## 短い課題
海部町についての抜粋から、「シティズンシップ教育(主権者」で始まり「あるA町との比較は次の通り。」で終わる部分を、一字一句変えずに抜き出してください。

## 抜粋
==================================================

徳島県に海部町という場所がある(あった)のをご存じだろうか。自治体の合併で現在は徳島県海部郡海陽町の一部となっているが、その中の元「海部町」だった地域のことである(以下単に「海部町」と呼ばせていただく)。 

海陽町村役場の位置

シティズンシップ教育(主権者教育といいましょうか)に関心を持っていた頃に読んだ本(↓)で知ったのだが、その町は、周辺町村と何ら違いがないように見えて、突出して自殺率が低く、社会に対する主体性等の点でも顕著な特徴があるというのである。

岡檀『生き心地の良い町』(講談社、2013年)

例えば、本の中では「有能感(自己効力感)の度合い」に関するものとして挙げられているアンケート項目「自分のような者に政府を動かす力はない。YES/NO」。周辺の自殺多発地域であるA町との比較は次の通り。

YESNO
海部町26.341.8
A町51.227.2
『生き心地の良い町』58頁

初めて読んだときから「家族システムに秘密があるに違いない」とにらんでいたが、調べようもないので放置していたところ、先日「近世京都絶対核家族説」と同時にこの本のことを思い出し、改めて読んでみたらばっちりの記述があるではないか。

==================================================

## 一覧
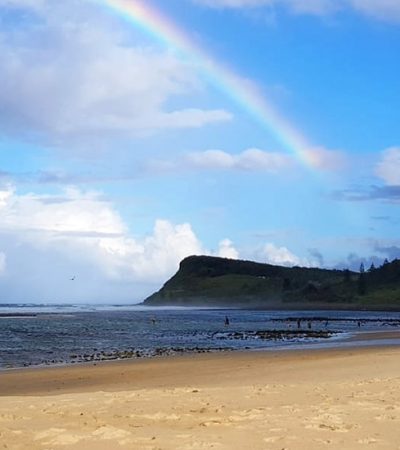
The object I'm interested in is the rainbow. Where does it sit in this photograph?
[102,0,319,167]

==================================================

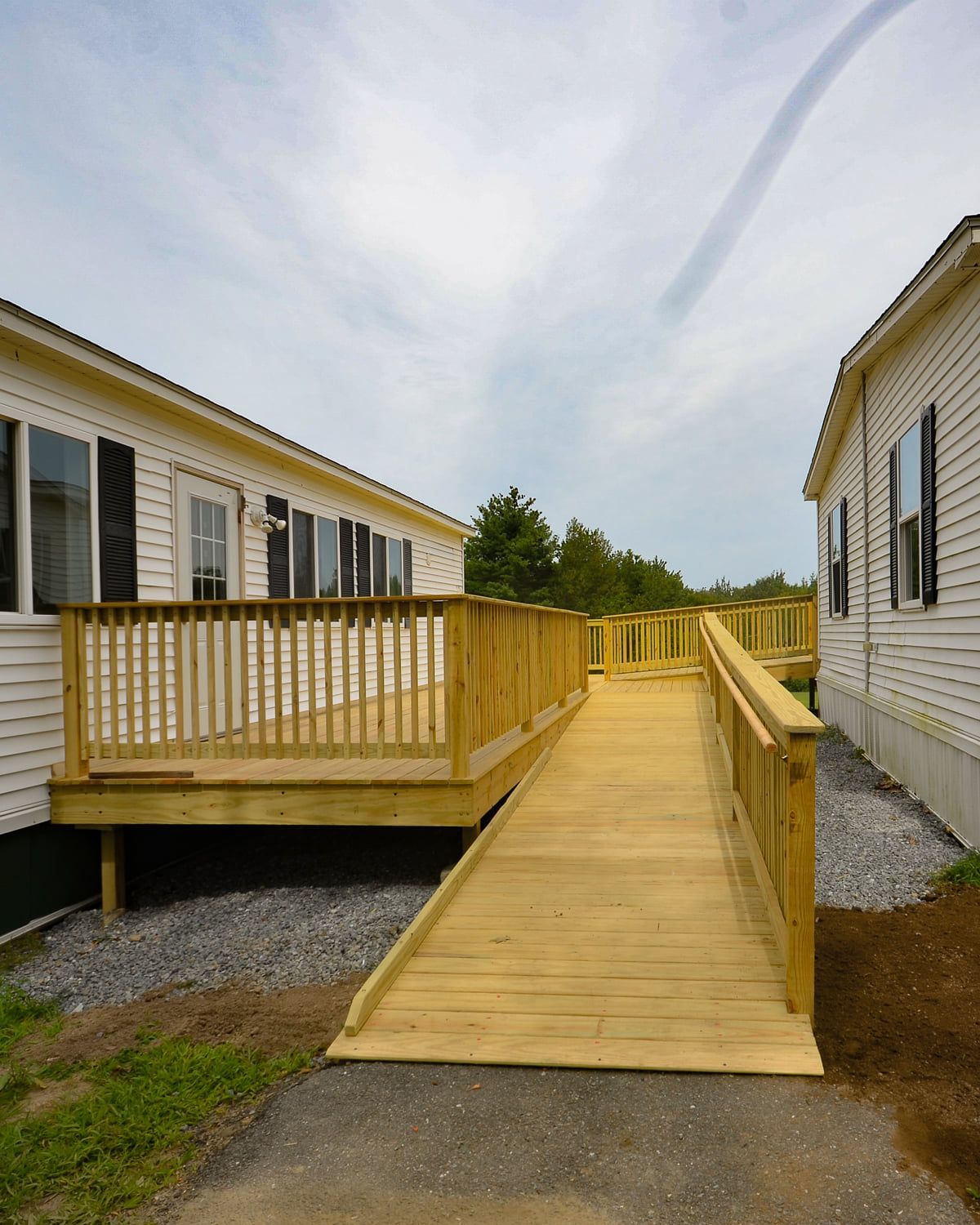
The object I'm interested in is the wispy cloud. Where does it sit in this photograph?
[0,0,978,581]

==================================================

## 解答例
シティズンシップ教育(主権者教育といいましょうか)に関心を持っていた頃に読んだ本(↓)で知ったのだが、その町は、周辺町村と何ら違いがないように見えて、突出して自殺率が低く、社会に対する主体性等の点でも顕著な特徴があるというのである。

岡檀『生き心地の良い町』(講談社、2013年)

例えば、本の中では「有能感(自己効力感)の度合い」に関するものとして挙げられているアンケート項目「自分のような者に政府を動かす力はない。YES/NO」。周辺の自殺多発地域であるA町との比較は次の通り。